- [WHAT IS NEEDED]: Where does the string "every" occur in the records? Copy each line that holds it.

====

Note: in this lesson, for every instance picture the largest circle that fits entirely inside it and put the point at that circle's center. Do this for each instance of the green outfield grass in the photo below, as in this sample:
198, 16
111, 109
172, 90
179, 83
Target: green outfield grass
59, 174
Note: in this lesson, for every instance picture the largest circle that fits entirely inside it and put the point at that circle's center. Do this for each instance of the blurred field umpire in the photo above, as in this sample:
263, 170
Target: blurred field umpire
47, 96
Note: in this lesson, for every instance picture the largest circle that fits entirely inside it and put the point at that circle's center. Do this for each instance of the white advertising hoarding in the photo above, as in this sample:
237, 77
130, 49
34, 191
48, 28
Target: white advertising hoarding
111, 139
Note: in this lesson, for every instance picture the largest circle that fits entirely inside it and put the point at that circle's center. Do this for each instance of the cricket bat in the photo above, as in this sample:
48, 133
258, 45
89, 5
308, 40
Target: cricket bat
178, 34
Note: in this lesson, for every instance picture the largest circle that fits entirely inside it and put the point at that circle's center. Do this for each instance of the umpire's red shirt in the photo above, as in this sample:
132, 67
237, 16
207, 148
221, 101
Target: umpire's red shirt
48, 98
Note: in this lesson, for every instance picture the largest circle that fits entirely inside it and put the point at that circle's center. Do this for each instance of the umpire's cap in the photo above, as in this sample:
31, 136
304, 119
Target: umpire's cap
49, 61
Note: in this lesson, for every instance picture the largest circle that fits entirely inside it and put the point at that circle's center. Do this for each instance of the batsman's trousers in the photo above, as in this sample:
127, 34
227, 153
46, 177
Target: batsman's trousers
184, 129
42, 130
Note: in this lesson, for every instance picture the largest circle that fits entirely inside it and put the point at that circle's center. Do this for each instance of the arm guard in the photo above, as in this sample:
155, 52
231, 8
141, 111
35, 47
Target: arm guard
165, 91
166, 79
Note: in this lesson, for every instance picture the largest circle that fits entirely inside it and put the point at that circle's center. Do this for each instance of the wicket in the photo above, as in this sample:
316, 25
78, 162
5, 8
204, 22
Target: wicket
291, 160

====

- [EXERCISE ANSWER]:
Note: in this lesson, for every instance picture the largest circle that fits entirely inside it and put the point at that circle's center. Do this for each instance of the green outfield grass in the photo below, as in this sample:
Note: in this lesson, for every instance picture the largest circle that fits entirely inside it and put the point at that circle's center. Do this for each instance of the blurred field umpire in the photo above, as in this sample:
Note: in this lesson, for every instance picture the largest circle that fits entirely inside it and put the point at that circle's center. Do this for each instance of the white advertising hoarding in the photo above, as in this sample:
Note: in this lesson, for every instance picture the largest circle that fits entirely inside it and put the point at that circle's center. Do this for each instance of the cricket bat in the photo above, as in this sample:
Note: in this lesson, for every instance picture the largest circle that fits entirely inside it and put the point at that circle's center. Do this for each instance of the umpire's red shirt in the photo above, as in this sample:
Note: in this lesson, for every instance picture the largest circle that fits entirely inside it and put the point at that circle's center. Do this for each instance of the umpire's cap in the photo above, as in this sample:
Note: in this lesson, for every instance picture the largest circle that fits entirely inside it and put the point at that circle's center. Do this for each instance of the batsman's trousers in the photo above, as in this sample:
Note: in this lesson, for every instance picture the largest circle that fits entirely inside it and put the point at that circle's center. Do this for each instance of the arm guard in the photo above, as in this sample:
Note: in this lesson, for every instance picture the largest circle that fits entirely inside it and put the point at that circle's center. Do this for each instance of the wicket in the photo above, as in this sample:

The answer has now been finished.